## Data records

☆ ☆ ☆ ☆ ☆ ☆ ☆

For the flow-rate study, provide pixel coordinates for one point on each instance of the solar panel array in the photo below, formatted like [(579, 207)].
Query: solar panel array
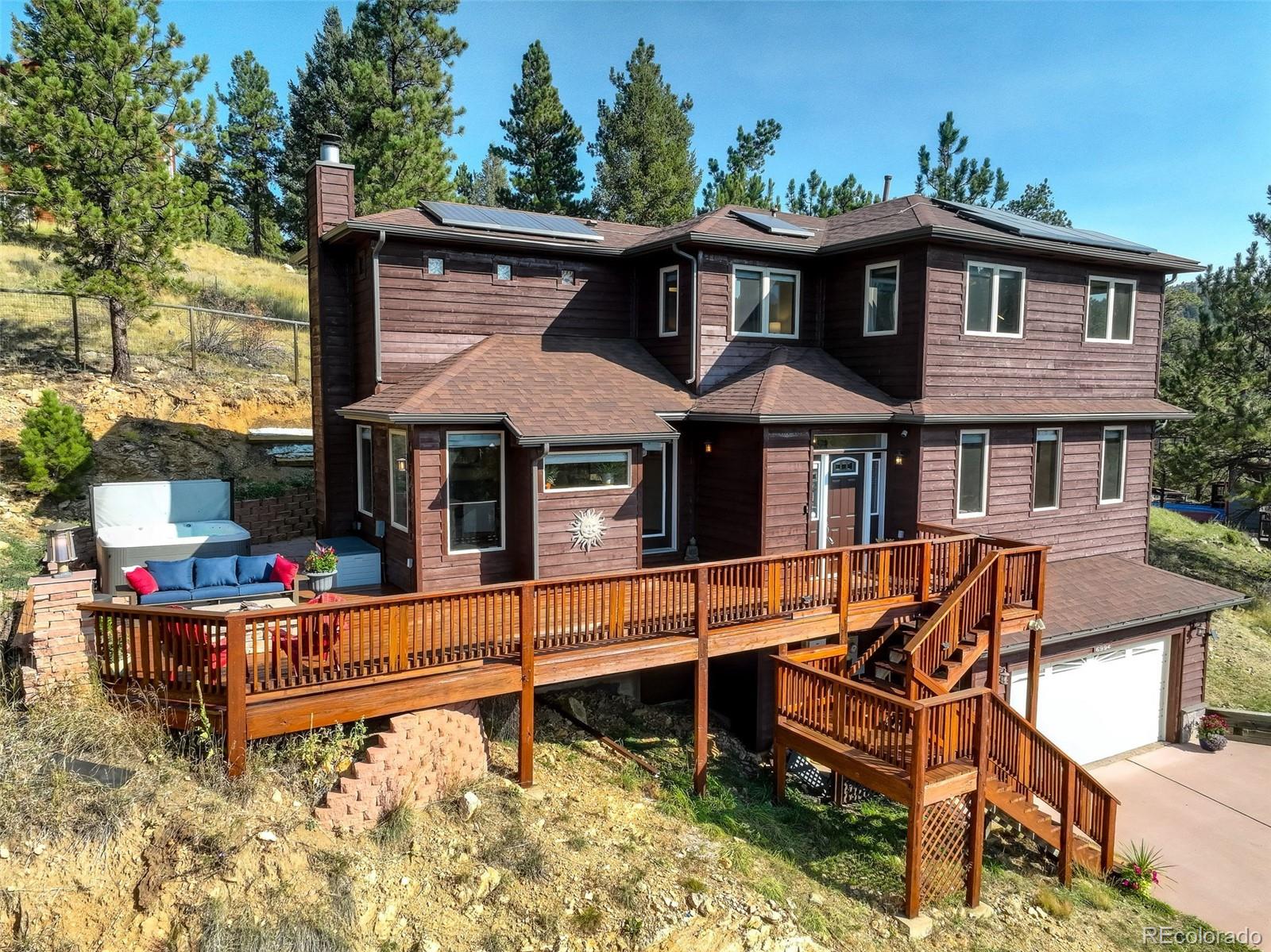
[(521, 222), (772, 224), (1029, 228)]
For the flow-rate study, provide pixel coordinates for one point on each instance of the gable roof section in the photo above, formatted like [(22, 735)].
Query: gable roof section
[(547, 389), (794, 384)]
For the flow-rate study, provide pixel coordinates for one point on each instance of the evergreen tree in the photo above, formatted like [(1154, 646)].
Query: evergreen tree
[(487, 186), (400, 102), (252, 140), (55, 448), (97, 86), (317, 103), (542, 143), (1039, 202), (740, 178), (970, 181), (819, 197), (646, 171)]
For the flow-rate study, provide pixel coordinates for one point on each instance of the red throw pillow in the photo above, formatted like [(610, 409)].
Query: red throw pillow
[(284, 571), (141, 581)]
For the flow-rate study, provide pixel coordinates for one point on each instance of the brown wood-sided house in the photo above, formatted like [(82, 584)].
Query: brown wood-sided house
[(504, 397)]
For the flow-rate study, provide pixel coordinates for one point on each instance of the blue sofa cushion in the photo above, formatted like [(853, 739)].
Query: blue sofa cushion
[(165, 598), (219, 571), (215, 592), (261, 588), (254, 569), (173, 576)]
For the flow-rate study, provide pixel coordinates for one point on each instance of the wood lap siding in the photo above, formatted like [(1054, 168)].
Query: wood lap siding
[(1053, 359), (425, 318), (1080, 526)]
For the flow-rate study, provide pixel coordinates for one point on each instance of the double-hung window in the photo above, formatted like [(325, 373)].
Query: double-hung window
[(764, 303), (400, 480), (995, 300), (474, 491), (1110, 310), (883, 285), (1048, 468), (365, 472), (1112, 465), (972, 473), (669, 302)]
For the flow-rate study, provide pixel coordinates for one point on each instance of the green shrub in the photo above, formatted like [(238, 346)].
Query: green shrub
[(56, 450)]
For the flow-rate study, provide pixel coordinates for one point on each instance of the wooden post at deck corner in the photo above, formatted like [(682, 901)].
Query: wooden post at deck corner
[(701, 683), (235, 694), (525, 742)]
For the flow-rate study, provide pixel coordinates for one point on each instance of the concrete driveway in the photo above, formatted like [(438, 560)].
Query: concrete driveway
[(1211, 818)]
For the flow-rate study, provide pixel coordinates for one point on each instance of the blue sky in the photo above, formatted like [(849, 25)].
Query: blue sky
[(1150, 120)]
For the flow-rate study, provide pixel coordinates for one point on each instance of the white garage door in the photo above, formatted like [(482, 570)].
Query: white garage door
[(1101, 704)]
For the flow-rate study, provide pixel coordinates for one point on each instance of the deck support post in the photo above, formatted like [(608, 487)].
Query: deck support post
[(525, 742), (975, 829), (235, 694), (701, 681), (914, 835)]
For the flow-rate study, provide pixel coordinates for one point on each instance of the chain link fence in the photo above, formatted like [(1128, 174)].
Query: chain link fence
[(42, 327)]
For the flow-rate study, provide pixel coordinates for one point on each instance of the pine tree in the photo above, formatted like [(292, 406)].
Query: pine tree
[(646, 171), (400, 102), (317, 103), (487, 186), (970, 181), (252, 140), (105, 148), (55, 448), (542, 143), (740, 178)]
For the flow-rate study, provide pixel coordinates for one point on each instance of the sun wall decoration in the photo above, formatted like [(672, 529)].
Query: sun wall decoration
[(588, 529)]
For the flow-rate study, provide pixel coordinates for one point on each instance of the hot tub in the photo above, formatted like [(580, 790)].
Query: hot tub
[(163, 522)]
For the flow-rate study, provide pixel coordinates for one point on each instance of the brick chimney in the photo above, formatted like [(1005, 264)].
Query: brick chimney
[(330, 202)]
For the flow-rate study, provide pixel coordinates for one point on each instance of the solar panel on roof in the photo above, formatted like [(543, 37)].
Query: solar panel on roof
[(521, 222), (1029, 228), (772, 224)]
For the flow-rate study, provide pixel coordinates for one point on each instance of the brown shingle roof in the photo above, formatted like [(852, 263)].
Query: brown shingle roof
[(547, 388), (794, 383), (1105, 592)]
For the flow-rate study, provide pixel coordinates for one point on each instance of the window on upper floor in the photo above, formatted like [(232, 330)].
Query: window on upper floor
[(1112, 465), (1048, 468), (669, 302), (995, 300), (1110, 310), (883, 285), (764, 303), (972, 473)]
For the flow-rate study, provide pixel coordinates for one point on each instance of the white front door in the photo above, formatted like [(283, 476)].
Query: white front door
[(1103, 704)]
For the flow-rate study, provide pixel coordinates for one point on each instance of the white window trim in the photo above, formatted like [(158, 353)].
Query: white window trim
[(767, 283), (1059, 469), (984, 480), (393, 512), (1125, 461), (1134, 304), (670, 464), (993, 302), (502, 491), (661, 303), (864, 309), (361, 486), (547, 461)]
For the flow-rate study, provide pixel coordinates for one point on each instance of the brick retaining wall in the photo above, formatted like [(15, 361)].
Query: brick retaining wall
[(279, 518), (423, 755)]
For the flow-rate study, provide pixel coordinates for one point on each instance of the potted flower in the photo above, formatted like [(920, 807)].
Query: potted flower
[(321, 567), (1213, 731)]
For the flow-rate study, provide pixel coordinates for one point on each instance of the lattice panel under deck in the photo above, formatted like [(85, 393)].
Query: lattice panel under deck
[(946, 848)]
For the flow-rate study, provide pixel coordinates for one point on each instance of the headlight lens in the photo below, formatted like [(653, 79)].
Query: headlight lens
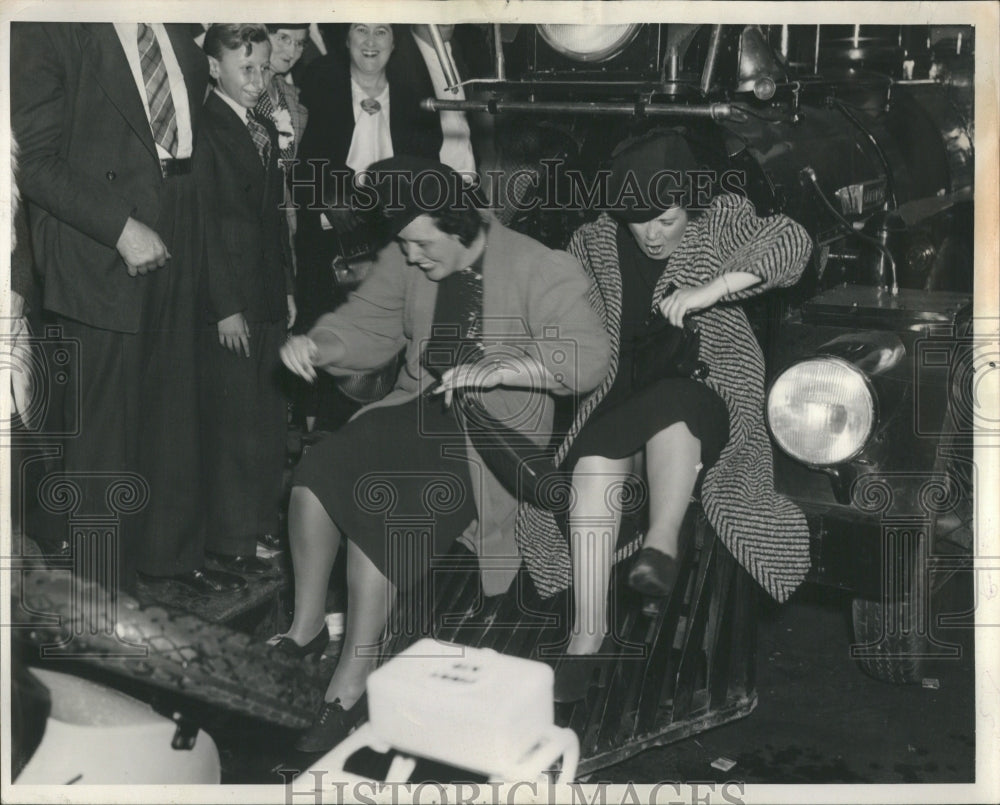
[(589, 42), (821, 411)]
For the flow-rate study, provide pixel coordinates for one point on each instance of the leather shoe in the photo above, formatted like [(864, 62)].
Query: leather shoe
[(653, 572), (271, 542), (333, 723), (245, 565), (283, 644), (208, 582)]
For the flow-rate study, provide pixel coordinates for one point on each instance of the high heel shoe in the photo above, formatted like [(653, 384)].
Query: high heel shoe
[(333, 723), (283, 644), (654, 573)]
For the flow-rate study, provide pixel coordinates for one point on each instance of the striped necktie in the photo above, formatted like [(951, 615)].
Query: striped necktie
[(162, 117), (260, 137)]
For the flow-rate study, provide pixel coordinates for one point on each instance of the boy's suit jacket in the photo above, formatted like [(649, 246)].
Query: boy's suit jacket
[(248, 260)]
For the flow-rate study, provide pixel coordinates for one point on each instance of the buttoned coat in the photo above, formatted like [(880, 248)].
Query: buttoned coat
[(88, 160)]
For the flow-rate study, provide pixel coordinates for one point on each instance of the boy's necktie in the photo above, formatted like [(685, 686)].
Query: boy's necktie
[(162, 117), (259, 135)]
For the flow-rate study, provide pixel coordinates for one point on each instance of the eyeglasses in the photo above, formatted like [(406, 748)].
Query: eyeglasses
[(286, 41)]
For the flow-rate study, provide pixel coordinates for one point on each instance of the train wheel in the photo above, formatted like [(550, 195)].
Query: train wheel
[(165, 649)]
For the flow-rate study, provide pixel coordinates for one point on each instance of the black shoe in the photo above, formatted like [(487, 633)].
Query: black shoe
[(333, 723), (575, 676), (654, 573), (283, 644), (245, 565), (272, 542), (206, 582)]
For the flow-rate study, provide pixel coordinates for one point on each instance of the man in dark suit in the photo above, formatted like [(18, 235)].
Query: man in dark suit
[(107, 117)]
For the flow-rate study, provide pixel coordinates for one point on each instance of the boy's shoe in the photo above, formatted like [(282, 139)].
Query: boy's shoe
[(333, 723), (245, 565)]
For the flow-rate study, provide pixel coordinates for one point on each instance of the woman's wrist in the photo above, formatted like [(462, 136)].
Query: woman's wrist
[(327, 347)]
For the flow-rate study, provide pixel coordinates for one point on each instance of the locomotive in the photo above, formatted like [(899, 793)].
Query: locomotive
[(864, 135)]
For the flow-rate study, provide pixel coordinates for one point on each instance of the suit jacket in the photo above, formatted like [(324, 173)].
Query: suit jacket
[(535, 301), (88, 161), (248, 263)]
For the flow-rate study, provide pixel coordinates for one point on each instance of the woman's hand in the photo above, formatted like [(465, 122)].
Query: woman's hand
[(234, 334), (688, 300), (299, 354)]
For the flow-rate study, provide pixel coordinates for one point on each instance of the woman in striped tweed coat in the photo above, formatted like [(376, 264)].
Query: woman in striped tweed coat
[(709, 432)]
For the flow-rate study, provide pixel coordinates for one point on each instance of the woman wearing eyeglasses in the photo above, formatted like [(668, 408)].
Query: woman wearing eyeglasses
[(280, 100)]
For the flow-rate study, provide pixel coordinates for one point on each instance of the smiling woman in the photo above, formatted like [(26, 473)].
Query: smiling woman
[(357, 115)]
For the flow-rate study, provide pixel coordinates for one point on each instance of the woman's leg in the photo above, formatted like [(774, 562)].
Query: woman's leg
[(369, 598), (673, 461), (593, 534), (314, 539)]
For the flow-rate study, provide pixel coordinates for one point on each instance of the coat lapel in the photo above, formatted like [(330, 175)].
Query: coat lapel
[(107, 58), (194, 66)]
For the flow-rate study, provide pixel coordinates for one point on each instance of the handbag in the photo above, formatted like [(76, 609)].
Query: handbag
[(525, 469), (664, 350)]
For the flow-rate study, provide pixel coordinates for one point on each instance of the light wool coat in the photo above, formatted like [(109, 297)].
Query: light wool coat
[(535, 302)]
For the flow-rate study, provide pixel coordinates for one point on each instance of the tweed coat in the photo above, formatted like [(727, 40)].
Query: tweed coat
[(765, 531), (535, 301)]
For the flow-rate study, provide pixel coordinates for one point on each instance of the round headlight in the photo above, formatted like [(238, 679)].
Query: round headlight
[(589, 42), (821, 411)]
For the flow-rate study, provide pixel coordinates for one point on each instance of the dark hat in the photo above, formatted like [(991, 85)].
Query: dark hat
[(288, 26), (649, 175), (406, 187)]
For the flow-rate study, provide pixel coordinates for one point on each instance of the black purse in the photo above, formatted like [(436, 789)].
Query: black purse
[(663, 350), (526, 470)]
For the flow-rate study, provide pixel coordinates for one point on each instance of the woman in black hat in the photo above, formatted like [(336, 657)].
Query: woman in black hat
[(473, 304), (663, 247)]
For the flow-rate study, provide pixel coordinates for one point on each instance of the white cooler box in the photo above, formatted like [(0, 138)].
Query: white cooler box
[(472, 708)]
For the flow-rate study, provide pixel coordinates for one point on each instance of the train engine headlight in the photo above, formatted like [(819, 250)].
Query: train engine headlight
[(589, 43), (821, 411)]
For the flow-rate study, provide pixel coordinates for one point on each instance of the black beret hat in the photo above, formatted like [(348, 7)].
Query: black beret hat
[(407, 187), (650, 174)]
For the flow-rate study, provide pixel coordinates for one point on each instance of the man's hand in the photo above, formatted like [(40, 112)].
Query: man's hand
[(234, 334), (17, 355), (299, 354), (141, 248)]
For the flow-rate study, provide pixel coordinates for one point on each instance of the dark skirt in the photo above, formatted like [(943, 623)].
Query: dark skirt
[(619, 431), (396, 482)]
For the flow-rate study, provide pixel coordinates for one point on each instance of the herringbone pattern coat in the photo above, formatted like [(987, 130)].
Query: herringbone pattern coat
[(765, 531)]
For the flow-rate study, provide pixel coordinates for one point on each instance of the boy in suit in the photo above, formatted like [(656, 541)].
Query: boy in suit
[(248, 292)]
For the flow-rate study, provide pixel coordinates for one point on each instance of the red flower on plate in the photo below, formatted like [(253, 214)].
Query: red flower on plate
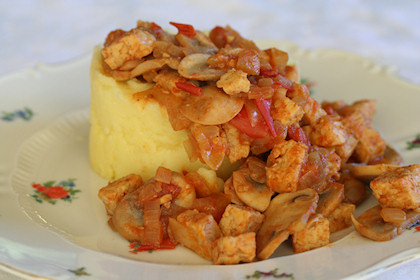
[(55, 192)]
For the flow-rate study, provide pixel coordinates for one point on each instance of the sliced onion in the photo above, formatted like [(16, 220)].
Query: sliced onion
[(393, 215), (149, 191), (152, 224)]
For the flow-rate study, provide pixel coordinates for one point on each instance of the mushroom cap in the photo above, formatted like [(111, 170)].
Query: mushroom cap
[(286, 214), (371, 225), (212, 107), (195, 66), (250, 192), (369, 172)]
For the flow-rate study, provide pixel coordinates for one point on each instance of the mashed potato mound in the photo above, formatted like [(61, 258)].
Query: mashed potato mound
[(130, 136)]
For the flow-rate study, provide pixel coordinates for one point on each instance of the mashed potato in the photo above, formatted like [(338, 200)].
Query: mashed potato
[(128, 136)]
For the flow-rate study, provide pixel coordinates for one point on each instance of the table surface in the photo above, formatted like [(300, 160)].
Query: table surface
[(36, 31)]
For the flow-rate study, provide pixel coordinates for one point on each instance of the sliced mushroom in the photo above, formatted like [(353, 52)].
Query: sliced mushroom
[(195, 66), (212, 107), (412, 217), (391, 156), (147, 66), (187, 195), (128, 217), (371, 225), (369, 172), (286, 214), (250, 192)]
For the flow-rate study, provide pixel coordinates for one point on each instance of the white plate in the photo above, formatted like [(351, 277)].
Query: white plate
[(64, 238)]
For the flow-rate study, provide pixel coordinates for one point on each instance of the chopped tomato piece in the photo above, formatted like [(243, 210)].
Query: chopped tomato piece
[(241, 122), (268, 72), (264, 107), (186, 29), (284, 82), (213, 204), (195, 90), (156, 29), (298, 134)]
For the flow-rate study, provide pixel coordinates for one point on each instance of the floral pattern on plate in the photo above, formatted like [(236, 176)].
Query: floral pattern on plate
[(51, 191)]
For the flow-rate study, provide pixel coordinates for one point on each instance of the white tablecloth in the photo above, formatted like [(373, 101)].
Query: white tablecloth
[(47, 31)]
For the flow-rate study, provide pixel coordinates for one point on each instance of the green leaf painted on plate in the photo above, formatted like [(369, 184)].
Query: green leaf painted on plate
[(272, 273)]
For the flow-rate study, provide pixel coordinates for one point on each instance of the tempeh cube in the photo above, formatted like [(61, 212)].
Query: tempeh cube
[(399, 188)]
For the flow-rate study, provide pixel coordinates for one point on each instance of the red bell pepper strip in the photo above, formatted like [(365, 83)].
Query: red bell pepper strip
[(264, 107), (186, 29), (195, 90)]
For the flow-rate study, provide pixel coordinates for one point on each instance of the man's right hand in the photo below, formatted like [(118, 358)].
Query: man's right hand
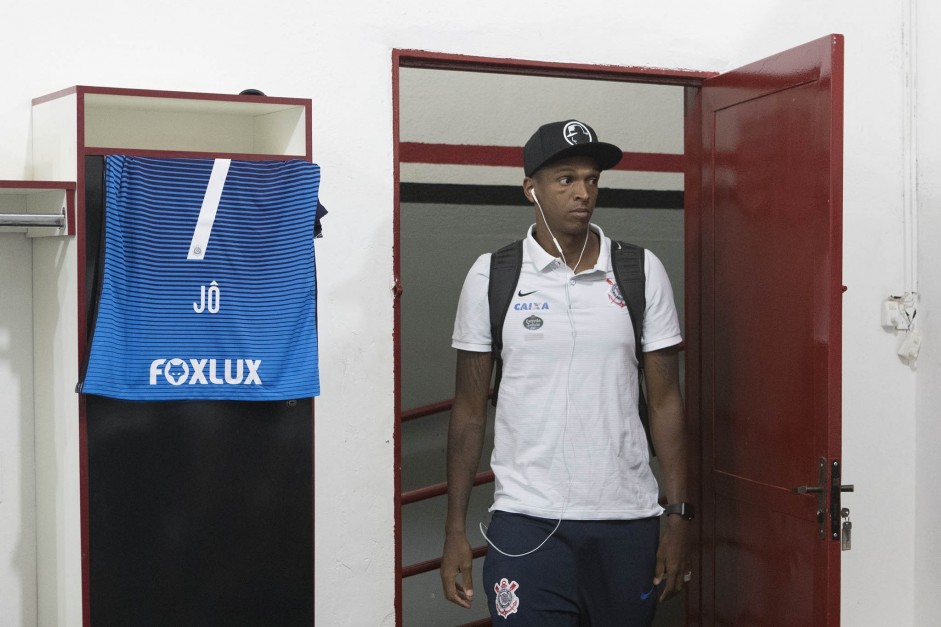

☆ ☆ ☆ ☆ ☆ ☆ ☆

## GIVEN INSTRUCTION
Convert the lines starting at the first line of the entries and ending at the line containing "[(547, 389), (794, 384)]" into a Markdown table with the columns Row and Entry line. Omit blank lines and leave the pictures out.

## THE ANSWER
| Row | Entry line |
|---|---|
| 1 | For the flow-rate study, provide pixel coordinates for one point on each instance of the solar panel array in the photo below, formatted like [(579, 207)]. |
| 2 | Query: solar panel array |
| 3 | [(521, 222), (772, 224), (1029, 228)] |
| 4 | For the flow-rate study, provide pixel coordinates for one point on each instance of the gable roof section in the photo above, formatted like [(22, 735)]. |
| 5 | Query: gable roof section |
| 6 | [(547, 389), (794, 384)] |